### Task details
Locate every line in the records below that contains the string "wall", treating uppercase and lowercase as distinct, and copy each such line in full.

* BEGIN Listed entries *

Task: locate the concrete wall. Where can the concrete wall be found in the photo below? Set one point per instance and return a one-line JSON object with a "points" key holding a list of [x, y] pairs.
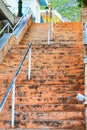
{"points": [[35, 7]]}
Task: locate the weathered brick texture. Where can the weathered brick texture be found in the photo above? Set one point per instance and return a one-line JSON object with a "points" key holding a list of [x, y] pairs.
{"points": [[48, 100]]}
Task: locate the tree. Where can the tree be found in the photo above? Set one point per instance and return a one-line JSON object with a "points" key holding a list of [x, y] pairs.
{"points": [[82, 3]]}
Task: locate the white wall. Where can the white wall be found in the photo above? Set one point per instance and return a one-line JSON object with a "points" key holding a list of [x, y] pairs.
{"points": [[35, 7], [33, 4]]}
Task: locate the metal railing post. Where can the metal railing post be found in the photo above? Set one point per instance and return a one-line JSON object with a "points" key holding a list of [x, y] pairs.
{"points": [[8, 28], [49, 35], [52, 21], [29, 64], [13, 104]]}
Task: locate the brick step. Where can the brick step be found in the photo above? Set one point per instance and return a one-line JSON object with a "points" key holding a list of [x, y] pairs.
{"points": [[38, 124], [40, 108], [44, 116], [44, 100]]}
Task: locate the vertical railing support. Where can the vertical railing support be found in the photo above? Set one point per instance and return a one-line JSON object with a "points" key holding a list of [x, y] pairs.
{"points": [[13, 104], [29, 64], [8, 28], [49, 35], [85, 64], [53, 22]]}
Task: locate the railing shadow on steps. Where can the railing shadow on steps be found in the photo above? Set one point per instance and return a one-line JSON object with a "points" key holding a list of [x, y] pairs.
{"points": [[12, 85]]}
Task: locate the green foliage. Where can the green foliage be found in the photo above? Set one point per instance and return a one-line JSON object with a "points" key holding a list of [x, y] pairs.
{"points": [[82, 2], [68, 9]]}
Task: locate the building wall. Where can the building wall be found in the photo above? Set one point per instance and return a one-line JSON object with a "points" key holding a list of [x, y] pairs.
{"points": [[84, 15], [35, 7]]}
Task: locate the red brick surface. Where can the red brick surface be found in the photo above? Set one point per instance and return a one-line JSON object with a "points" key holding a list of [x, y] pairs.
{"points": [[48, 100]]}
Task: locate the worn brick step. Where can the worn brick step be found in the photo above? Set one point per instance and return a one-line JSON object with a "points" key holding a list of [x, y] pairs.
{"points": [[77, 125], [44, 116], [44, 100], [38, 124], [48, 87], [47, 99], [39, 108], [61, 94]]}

* END Listed entries *
* BEGIN Listed entries *

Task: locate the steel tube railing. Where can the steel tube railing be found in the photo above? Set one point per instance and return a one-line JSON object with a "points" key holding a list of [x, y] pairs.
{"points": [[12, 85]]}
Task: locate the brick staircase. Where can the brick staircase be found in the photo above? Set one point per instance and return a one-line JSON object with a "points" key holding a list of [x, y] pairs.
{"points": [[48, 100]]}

* END Listed entries *

### In response
Task: locate the concrete wall. Where can the concrete wall be found in the photo below? Set one point per instance and return a one-line JSON object with a "points" key holding a list of [x, y] pairs.
Task: locate the white wall. Where can the white wall be found in the photo above? Set one point per instance and return a one-line JSON object with a "points" key holding a list of [x, y] pairs.
Task: locate the building wall. Where can the building wall be found in the photo above? Set one point per instance and return a one-line JSON object with a "points" key holding a list of [x, y] pairs.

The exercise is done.